-- Start INPUT MATERIAL --

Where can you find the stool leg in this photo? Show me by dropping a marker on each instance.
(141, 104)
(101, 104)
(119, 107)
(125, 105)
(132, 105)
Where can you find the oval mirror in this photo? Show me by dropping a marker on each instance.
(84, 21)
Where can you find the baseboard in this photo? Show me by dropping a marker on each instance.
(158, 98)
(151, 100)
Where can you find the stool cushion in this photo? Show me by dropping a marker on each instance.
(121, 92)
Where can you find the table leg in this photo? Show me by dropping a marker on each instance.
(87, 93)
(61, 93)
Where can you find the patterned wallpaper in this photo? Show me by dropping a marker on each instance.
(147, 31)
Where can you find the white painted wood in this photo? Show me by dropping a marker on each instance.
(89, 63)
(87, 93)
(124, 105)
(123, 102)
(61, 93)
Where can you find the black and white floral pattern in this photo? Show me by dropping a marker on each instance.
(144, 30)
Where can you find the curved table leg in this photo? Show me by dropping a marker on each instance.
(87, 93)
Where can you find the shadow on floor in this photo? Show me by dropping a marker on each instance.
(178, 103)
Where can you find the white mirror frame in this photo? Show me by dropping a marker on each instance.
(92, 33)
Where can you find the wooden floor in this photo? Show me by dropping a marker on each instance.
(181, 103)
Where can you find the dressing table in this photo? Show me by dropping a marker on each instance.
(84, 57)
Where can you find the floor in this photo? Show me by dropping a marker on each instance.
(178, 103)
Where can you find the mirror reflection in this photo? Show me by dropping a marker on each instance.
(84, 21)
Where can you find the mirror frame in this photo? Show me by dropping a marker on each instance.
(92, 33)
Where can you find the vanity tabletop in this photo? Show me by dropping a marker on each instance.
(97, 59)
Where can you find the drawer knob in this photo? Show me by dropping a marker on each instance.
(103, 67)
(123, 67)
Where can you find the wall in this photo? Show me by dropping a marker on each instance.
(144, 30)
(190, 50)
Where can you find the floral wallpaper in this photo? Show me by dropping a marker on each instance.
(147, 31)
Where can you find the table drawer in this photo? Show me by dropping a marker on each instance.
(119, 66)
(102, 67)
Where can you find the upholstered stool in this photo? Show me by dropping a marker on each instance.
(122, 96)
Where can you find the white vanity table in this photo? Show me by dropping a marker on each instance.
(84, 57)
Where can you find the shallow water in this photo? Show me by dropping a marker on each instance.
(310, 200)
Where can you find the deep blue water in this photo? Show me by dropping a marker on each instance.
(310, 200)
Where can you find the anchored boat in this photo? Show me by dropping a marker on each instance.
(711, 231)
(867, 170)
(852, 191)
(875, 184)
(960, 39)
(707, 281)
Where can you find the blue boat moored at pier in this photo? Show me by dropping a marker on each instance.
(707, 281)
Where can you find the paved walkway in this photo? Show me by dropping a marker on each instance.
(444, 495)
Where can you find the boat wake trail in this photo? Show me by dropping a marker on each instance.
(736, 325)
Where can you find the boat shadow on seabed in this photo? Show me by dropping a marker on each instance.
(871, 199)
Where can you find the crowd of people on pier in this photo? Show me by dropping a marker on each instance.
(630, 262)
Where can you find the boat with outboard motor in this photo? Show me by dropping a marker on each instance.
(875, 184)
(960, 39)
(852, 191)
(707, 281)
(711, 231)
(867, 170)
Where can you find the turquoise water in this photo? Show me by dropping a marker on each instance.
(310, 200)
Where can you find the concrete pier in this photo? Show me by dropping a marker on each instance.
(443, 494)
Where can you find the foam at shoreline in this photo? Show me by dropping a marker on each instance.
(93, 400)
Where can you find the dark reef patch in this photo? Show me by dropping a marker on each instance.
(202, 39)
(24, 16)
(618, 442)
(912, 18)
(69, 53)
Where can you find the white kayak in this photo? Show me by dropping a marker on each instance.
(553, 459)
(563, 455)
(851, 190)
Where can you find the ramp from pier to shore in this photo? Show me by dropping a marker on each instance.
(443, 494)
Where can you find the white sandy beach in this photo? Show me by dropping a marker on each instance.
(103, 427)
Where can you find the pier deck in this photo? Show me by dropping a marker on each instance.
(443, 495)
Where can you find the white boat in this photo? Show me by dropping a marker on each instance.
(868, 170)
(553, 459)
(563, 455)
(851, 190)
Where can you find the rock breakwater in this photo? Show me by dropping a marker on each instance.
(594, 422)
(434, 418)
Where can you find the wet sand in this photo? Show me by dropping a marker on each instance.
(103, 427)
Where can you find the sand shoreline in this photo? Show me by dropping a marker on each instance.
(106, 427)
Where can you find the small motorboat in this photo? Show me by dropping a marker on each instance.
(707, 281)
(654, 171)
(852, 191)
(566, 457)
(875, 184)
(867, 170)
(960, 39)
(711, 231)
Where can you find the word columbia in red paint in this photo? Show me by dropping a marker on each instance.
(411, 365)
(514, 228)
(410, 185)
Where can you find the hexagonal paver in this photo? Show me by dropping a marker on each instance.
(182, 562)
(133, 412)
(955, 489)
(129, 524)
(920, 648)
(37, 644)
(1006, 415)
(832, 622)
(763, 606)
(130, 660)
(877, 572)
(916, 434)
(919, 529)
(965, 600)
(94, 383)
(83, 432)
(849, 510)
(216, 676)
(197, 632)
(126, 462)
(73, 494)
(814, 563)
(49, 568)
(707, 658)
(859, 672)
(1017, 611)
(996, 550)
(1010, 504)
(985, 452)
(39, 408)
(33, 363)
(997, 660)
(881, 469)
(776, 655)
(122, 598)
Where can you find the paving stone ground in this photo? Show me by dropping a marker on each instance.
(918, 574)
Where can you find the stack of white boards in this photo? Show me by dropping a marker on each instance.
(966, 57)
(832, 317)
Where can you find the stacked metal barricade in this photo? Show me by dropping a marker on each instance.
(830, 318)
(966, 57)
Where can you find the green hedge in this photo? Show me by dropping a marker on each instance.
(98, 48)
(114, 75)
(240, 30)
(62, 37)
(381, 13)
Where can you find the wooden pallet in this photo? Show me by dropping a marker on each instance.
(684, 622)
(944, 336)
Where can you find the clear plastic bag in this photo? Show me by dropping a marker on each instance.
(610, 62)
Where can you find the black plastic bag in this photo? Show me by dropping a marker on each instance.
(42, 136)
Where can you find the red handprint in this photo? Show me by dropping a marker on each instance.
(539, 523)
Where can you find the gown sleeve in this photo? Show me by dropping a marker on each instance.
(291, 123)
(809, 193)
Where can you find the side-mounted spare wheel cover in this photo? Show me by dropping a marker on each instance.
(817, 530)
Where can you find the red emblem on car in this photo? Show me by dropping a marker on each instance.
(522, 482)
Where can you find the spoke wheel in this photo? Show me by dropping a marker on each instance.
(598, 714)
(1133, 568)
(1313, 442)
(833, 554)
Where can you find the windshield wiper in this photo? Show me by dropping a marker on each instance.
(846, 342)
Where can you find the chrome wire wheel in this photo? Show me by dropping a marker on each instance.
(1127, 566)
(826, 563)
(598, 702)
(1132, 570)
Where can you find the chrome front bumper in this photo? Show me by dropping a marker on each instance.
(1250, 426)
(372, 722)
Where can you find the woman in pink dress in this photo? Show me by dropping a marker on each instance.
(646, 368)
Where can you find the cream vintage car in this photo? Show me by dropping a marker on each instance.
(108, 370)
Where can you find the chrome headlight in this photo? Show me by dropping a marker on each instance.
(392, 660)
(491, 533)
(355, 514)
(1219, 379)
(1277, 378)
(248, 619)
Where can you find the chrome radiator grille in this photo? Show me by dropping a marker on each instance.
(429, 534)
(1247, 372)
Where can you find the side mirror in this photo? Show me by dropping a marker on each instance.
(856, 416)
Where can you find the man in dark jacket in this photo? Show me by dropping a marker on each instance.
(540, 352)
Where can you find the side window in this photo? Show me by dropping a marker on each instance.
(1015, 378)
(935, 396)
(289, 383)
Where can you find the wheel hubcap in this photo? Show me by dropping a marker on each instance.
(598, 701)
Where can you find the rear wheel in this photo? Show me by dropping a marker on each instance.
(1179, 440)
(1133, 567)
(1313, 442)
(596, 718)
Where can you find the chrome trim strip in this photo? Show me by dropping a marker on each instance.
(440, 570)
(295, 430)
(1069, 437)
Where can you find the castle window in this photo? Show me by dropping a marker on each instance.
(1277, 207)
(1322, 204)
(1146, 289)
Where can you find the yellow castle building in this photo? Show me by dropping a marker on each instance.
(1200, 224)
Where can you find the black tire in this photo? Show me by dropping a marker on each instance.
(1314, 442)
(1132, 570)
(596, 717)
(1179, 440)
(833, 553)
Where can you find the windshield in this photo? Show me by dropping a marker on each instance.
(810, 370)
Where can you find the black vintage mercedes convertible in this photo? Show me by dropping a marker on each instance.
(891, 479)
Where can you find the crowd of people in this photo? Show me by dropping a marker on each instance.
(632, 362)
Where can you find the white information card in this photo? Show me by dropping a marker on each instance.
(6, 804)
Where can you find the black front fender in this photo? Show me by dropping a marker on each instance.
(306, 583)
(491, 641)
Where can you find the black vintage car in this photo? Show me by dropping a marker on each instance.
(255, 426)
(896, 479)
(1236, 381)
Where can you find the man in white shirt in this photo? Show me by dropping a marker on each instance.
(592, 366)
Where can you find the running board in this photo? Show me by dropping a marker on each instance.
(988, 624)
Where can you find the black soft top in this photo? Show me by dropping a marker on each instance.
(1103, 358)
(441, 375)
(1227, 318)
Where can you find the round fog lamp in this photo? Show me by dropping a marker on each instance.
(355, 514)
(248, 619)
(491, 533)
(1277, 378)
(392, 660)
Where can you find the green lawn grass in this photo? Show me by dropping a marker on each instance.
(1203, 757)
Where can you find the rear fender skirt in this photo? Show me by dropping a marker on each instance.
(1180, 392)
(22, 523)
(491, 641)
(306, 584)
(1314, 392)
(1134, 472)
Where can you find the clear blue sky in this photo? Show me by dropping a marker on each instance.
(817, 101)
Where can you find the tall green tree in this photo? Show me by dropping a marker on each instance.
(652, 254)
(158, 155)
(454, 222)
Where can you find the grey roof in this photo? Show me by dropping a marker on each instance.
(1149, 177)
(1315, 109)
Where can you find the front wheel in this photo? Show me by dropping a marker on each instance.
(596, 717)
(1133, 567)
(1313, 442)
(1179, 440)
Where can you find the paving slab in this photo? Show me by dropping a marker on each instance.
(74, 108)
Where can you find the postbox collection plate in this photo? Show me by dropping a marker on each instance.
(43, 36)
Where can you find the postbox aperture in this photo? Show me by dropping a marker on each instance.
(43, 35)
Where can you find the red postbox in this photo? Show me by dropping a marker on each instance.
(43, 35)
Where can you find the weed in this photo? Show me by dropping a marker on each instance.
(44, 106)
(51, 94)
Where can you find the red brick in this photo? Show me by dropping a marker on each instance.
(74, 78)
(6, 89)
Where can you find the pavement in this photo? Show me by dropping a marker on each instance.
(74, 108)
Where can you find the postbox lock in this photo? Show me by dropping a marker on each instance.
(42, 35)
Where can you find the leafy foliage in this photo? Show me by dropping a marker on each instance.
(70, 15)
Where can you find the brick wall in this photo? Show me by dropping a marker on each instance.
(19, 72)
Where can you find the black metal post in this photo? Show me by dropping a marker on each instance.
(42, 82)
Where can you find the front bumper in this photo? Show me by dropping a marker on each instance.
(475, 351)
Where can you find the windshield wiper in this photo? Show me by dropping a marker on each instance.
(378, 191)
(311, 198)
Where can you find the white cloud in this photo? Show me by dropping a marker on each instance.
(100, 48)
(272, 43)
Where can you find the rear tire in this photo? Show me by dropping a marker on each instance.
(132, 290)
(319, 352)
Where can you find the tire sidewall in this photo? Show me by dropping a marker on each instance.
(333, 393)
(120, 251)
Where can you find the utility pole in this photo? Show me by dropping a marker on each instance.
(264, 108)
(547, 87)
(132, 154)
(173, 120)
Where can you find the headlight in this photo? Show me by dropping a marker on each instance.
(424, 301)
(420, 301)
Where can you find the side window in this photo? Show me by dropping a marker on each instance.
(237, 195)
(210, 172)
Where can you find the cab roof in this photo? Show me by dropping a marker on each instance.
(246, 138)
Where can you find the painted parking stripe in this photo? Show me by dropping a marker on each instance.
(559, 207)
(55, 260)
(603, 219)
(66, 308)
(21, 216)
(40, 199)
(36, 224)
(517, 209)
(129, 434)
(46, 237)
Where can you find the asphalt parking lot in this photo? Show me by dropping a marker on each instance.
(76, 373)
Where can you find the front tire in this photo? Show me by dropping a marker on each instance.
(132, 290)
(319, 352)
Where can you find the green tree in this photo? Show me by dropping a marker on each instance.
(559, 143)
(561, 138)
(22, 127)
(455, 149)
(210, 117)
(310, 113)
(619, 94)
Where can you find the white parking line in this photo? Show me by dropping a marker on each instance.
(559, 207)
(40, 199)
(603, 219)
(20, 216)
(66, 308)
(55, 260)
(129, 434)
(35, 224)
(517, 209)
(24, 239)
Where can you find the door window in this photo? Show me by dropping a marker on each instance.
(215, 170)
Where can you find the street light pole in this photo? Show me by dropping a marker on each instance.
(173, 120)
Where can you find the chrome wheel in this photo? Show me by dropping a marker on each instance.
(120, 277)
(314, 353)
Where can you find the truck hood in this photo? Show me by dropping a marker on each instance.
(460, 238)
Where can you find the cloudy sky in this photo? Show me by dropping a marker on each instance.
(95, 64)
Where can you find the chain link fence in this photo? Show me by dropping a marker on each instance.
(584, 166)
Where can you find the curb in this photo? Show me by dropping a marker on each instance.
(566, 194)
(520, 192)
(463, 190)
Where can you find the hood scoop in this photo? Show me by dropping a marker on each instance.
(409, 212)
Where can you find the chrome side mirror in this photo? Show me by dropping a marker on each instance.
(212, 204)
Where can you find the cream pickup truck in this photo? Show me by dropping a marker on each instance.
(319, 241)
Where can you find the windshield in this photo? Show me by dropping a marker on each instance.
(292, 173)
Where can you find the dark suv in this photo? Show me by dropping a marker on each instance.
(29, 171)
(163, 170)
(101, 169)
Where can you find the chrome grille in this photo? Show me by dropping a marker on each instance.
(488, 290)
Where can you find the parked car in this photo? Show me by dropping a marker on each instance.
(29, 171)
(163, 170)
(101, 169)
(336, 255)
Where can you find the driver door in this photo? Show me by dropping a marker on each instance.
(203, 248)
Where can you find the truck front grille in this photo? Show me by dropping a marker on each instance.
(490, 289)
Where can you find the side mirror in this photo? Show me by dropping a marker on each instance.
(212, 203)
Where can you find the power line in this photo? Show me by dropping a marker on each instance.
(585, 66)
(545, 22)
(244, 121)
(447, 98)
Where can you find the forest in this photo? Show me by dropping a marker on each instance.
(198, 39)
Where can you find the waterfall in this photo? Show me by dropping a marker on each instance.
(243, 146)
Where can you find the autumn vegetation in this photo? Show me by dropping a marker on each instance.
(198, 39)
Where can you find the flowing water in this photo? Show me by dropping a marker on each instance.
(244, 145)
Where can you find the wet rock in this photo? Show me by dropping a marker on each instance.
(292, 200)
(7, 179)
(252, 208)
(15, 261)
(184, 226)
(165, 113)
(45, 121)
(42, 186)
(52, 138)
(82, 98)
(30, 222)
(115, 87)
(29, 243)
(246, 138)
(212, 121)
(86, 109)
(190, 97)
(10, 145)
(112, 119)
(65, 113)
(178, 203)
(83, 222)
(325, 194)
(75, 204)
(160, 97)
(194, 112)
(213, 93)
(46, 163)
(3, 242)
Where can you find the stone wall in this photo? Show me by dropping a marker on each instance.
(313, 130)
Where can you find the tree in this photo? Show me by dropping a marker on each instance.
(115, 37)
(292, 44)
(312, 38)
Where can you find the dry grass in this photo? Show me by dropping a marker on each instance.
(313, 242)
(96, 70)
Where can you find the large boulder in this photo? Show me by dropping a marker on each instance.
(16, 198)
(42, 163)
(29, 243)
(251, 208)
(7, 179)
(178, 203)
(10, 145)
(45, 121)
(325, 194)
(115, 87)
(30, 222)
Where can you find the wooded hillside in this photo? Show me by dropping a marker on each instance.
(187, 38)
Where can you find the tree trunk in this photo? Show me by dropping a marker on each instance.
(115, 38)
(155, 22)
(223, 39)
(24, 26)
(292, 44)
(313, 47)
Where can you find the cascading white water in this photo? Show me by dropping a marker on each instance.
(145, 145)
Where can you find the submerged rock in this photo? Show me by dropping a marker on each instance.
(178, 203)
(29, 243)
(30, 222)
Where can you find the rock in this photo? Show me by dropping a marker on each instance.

-- End INPUT MATERIAL --

Write out, word for word, every line from the one containing "Where can you find the dry" through the last line of the records above.

** OUTPUT OF THE TASK **
Where can you find the dry grass in this photo? Show me by dropping a marker on each instance.
(313, 242)
(96, 70)
Where can you find the large boulder in this photo? Show me by dropping a marker on each instance.
(16, 198)
(42, 163)
(29, 243)
(251, 208)
(7, 179)
(178, 203)
(10, 145)
(45, 121)
(325, 194)
(115, 87)
(30, 222)
Where can you find the wooded hillside in this photo? Show me by dropping a marker on each instance.
(187, 38)
Where can you find the tree trunk in this photo? Show me by dropping a marker on each instance.
(115, 38)
(155, 22)
(223, 39)
(24, 26)
(292, 44)
(313, 47)
Where can you find the cascading white water in this photo? Show me by dropping a marker on each instance.
(145, 145)
Where can you find the submerged rock in this photo? Show me by dropping a marker on each instance.
(178, 203)
(29, 243)
(30, 222)
Where can you find the rock in this photo? Show me by dropping a marker on each instance.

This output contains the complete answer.